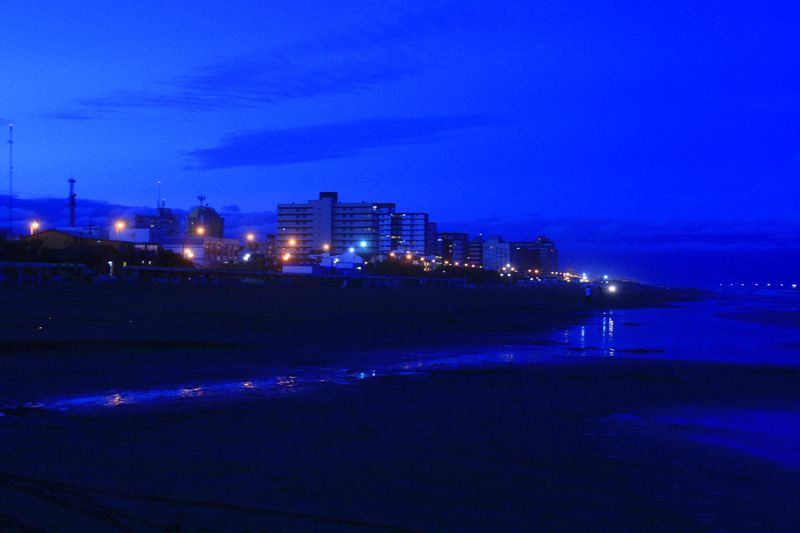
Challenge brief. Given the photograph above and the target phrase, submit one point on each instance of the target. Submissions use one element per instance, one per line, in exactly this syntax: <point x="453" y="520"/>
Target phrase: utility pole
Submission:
<point x="10" y="180"/>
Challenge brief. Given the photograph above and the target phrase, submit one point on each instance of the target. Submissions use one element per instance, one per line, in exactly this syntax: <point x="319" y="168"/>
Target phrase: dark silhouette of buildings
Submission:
<point x="535" y="257"/>
<point x="204" y="221"/>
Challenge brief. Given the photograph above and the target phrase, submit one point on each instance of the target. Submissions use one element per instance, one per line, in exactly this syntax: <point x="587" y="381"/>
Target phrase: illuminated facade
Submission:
<point x="328" y="225"/>
<point x="496" y="253"/>
<point x="204" y="221"/>
<point x="404" y="233"/>
<point x="452" y="247"/>
<point x="535" y="257"/>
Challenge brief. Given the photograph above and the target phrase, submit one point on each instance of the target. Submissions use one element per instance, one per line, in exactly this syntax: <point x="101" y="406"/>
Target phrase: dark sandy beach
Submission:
<point x="589" y="445"/>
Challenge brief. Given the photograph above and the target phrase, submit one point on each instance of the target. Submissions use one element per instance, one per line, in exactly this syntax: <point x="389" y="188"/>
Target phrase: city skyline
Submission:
<point x="634" y="137"/>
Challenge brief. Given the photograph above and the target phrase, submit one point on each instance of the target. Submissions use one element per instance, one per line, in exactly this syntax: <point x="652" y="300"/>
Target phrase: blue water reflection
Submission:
<point x="699" y="331"/>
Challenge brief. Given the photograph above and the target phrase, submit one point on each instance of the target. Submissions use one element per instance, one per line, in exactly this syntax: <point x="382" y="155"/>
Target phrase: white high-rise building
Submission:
<point x="496" y="253"/>
<point x="329" y="225"/>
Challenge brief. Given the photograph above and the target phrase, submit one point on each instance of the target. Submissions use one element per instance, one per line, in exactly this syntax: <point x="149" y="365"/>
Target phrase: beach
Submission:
<point x="586" y="444"/>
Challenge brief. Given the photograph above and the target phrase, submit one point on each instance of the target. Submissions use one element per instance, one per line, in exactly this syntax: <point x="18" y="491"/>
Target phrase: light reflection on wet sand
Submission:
<point x="690" y="332"/>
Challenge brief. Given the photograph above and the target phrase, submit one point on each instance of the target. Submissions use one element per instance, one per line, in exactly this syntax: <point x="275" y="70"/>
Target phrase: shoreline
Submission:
<point x="457" y="449"/>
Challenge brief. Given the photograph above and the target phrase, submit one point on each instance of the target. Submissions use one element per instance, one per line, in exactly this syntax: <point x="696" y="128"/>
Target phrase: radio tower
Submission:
<point x="10" y="180"/>
<point x="71" y="202"/>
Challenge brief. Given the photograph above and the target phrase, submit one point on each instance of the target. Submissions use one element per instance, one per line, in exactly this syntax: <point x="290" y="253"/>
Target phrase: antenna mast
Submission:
<point x="71" y="202"/>
<point x="10" y="180"/>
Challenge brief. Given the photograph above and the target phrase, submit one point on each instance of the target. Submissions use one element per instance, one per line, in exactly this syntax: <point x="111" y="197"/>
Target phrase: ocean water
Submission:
<point x="743" y="328"/>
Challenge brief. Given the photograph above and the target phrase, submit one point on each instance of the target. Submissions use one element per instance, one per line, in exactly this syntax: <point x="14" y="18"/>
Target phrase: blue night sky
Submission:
<point x="652" y="139"/>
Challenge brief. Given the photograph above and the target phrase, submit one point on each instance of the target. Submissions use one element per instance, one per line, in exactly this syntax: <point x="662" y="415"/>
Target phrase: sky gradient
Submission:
<point x="659" y="141"/>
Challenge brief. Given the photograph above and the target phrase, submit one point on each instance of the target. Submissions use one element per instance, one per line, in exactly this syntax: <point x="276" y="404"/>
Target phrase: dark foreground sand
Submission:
<point x="573" y="447"/>
<point x="536" y="448"/>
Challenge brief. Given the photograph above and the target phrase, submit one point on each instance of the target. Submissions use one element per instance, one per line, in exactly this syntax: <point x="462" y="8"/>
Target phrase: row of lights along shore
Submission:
<point x="792" y="285"/>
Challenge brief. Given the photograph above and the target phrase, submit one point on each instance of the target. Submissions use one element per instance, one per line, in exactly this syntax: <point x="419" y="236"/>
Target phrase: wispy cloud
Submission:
<point x="327" y="141"/>
<point x="334" y="63"/>
<point x="636" y="235"/>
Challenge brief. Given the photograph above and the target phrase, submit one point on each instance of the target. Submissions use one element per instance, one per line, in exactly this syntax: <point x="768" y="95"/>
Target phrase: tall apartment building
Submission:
<point x="452" y="247"/>
<point x="204" y="221"/>
<point x="496" y="253"/>
<point x="329" y="225"/>
<point x="163" y="225"/>
<point x="539" y="255"/>
<point x="404" y="233"/>
<point x="475" y="251"/>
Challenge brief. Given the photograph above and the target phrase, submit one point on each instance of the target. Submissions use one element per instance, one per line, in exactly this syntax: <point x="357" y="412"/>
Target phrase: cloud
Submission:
<point x="69" y="115"/>
<point x="635" y="235"/>
<point x="333" y="63"/>
<point x="327" y="141"/>
<point x="54" y="213"/>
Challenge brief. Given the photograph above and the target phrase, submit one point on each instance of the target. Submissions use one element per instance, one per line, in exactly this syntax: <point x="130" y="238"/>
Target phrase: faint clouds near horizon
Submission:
<point x="329" y="141"/>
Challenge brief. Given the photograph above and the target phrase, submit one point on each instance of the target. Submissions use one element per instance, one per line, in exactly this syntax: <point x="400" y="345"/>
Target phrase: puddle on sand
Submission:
<point x="772" y="434"/>
<point x="693" y="331"/>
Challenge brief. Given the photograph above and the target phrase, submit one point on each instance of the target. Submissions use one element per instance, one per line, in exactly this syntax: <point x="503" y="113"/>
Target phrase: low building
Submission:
<point x="103" y="256"/>
<point x="452" y="248"/>
<point x="206" y="251"/>
<point x="204" y="221"/>
<point x="163" y="225"/>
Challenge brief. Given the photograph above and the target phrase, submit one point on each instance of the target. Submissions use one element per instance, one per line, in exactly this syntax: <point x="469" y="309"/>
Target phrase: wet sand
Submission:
<point x="72" y="340"/>
<point x="592" y="444"/>
<point x="564" y="447"/>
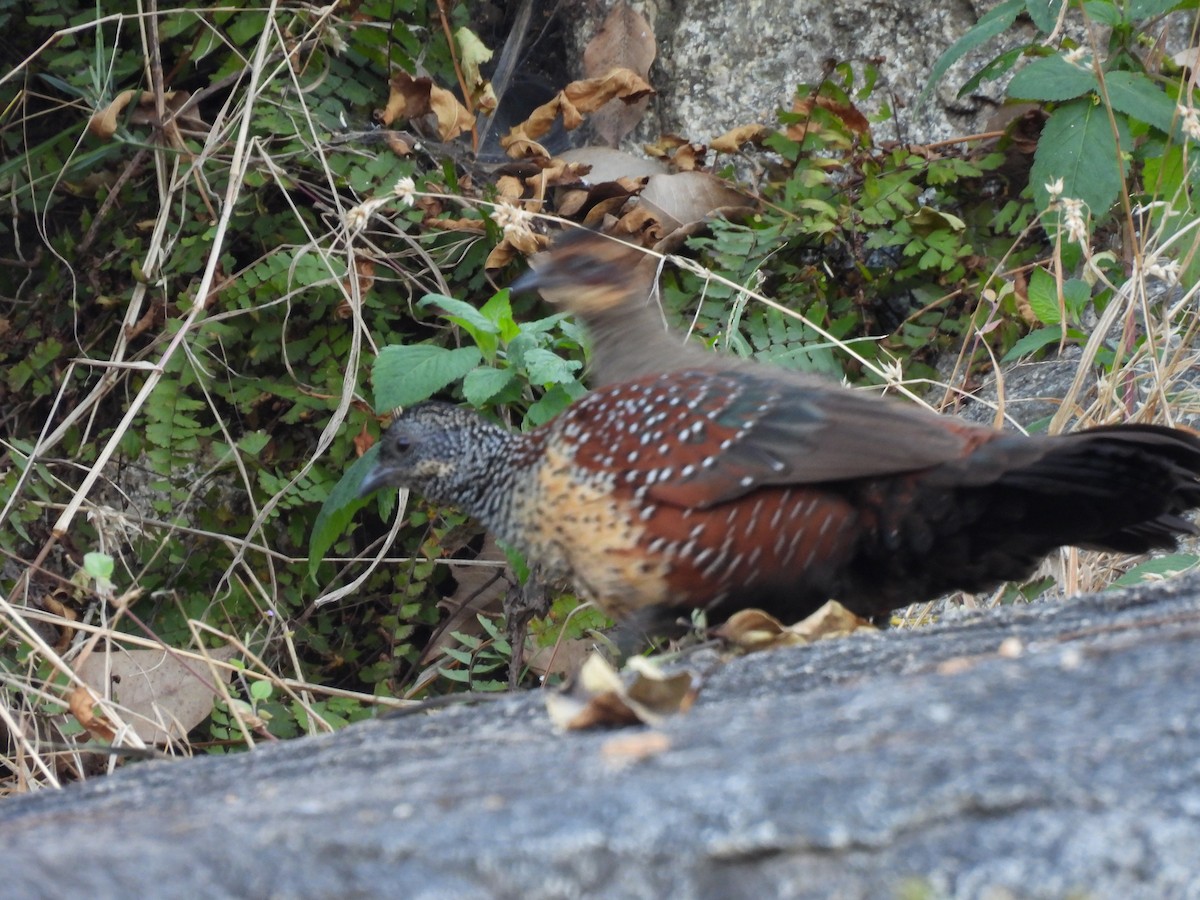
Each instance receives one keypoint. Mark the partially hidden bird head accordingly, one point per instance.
(438, 450)
(588, 274)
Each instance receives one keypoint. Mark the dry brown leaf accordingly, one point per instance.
(82, 706)
(689, 157)
(609, 165)
(665, 145)
(756, 630)
(453, 117)
(571, 202)
(733, 139)
(601, 696)
(396, 144)
(625, 749)
(514, 245)
(598, 213)
(408, 99)
(575, 100)
(472, 226)
(527, 149)
(625, 40)
(684, 197)
(103, 121)
(165, 695)
(510, 187)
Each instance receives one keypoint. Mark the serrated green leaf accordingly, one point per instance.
(1033, 341)
(484, 383)
(1043, 297)
(339, 509)
(499, 310)
(1140, 97)
(462, 313)
(995, 23)
(407, 375)
(1051, 78)
(546, 367)
(1077, 145)
(99, 565)
(261, 689)
(1163, 567)
(1045, 13)
(1149, 9)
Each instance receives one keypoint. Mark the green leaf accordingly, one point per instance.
(989, 27)
(546, 367)
(484, 383)
(1043, 298)
(97, 565)
(1051, 78)
(261, 689)
(462, 313)
(1149, 9)
(339, 509)
(1077, 294)
(408, 375)
(1045, 13)
(1141, 99)
(499, 311)
(1161, 568)
(1033, 341)
(1077, 145)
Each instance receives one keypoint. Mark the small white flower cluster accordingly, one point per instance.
(510, 219)
(1189, 121)
(1079, 58)
(1074, 213)
(358, 216)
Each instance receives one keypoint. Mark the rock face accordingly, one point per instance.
(723, 63)
(1031, 751)
(729, 64)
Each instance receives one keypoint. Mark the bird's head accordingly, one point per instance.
(432, 449)
(589, 274)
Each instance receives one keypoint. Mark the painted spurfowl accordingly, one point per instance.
(696, 480)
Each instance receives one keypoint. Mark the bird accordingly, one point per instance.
(690, 480)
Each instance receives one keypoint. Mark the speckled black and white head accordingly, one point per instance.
(441, 451)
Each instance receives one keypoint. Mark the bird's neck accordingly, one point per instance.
(631, 341)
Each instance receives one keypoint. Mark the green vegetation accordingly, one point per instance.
(220, 273)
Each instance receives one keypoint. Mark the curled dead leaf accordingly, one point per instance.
(515, 244)
(756, 630)
(625, 749)
(103, 121)
(603, 696)
(408, 99)
(735, 139)
(574, 101)
(161, 695)
(414, 97)
(625, 40)
(82, 705)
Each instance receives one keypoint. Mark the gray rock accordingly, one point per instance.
(927, 761)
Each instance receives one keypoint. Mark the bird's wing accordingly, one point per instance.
(699, 438)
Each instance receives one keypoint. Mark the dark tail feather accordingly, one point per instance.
(1117, 487)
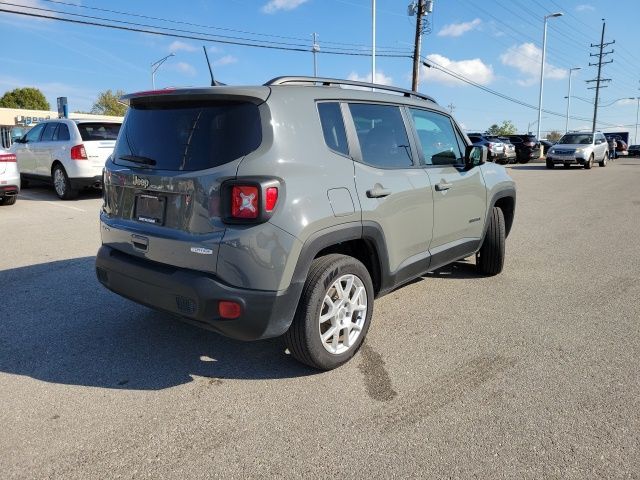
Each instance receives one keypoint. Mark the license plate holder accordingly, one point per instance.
(150, 209)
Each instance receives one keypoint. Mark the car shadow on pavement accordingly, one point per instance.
(60, 325)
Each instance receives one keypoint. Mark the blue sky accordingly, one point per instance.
(495, 43)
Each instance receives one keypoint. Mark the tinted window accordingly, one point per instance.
(49, 130)
(438, 139)
(34, 134)
(382, 135)
(333, 127)
(98, 131)
(189, 136)
(62, 134)
(576, 138)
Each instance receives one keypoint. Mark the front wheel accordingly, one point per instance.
(490, 257)
(603, 162)
(61, 184)
(589, 163)
(334, 312)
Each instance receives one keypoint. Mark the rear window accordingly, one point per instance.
(188, 136)
(98, 131)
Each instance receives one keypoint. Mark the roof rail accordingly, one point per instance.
(327, 82)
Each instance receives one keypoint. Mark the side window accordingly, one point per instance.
(33, 135)
(62, 134)
(49, 130)
(438, 138)
(333, 130)
(382, 135)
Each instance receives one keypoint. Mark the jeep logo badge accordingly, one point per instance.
(140, 182)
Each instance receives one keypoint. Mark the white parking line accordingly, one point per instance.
(55, 204)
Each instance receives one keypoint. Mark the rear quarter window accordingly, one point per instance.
(98, 131)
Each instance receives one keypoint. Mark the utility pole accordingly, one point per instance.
(420, 8)
(599, 78)
(315, 48)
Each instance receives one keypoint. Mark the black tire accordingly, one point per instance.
(303, 337)
(63, 186)
(589, 163)
(490, 258)
(8, 200)
(603, 163)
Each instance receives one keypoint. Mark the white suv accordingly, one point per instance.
(579, 148)
(69, 153)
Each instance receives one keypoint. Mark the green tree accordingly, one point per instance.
(28, 98)
(554, 136)
(506, 128)
(108, 104)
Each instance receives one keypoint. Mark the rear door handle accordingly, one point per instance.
(442, 187)
(378, 192)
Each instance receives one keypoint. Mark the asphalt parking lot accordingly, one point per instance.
(530, 374)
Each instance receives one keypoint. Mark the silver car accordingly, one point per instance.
(9, 178)
(581, 149)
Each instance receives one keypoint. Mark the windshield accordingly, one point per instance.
(188, 135)
(577, 138)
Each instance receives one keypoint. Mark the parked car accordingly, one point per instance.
(579, 148)
(527, 147)
(68, 153)
(9, 178)
(546, 146)
(218, 212)
(634, 150)
(495, 148)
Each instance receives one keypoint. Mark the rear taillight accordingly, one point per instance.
(245, 201)
(78, 153)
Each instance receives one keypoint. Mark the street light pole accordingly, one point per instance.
(155, 66)
(566, 124)
(544, 47)
(635, 136)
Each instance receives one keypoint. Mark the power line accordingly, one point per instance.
(246, 32)
(198, 36)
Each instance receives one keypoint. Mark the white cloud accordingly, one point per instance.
(526, 58)
(473, 69)
(183, 67)
(381, 78)
(274, 5)
(226, 60)
(458, 29)
(178, 45)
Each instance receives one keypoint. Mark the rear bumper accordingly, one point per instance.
(195, 296)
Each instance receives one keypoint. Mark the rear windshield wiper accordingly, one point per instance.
(138, 159)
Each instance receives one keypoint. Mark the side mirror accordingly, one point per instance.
(474, 155)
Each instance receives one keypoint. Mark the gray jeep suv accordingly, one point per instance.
(285, 209)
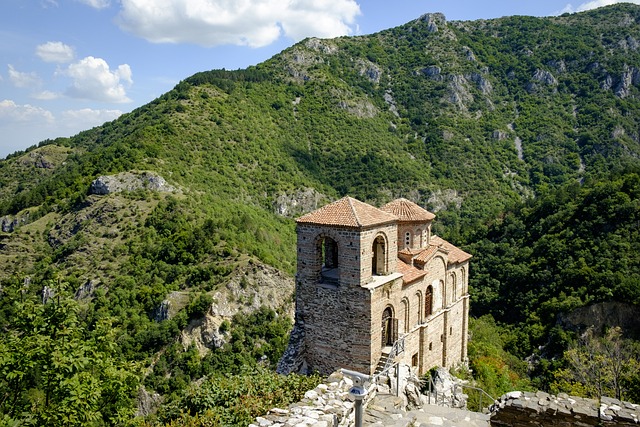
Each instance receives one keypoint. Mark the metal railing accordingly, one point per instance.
(396, 348)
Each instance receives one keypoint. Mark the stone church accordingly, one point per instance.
(372, 282)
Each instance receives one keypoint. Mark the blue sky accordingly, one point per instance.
(70, 65)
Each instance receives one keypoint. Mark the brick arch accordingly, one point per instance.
(453, 287)
(463, 281)
(328, 247)
(428, 302)
(389, 326)
(407, 314)
(380, 254)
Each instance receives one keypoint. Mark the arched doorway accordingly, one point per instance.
(389, 328)
(428, 302)
(378, 262)
(328, 253)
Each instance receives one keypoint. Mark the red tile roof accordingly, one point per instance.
(348, 212)
(406, 210)
(409, 272)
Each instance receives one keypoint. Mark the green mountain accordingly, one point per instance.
(194, 192)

•••••

- _TASK DIRECTIONS_:
Figure out how many lines of the material include the string "water", and reply with only that figure.

- _RESULT OF THIS EXERCISE_:
2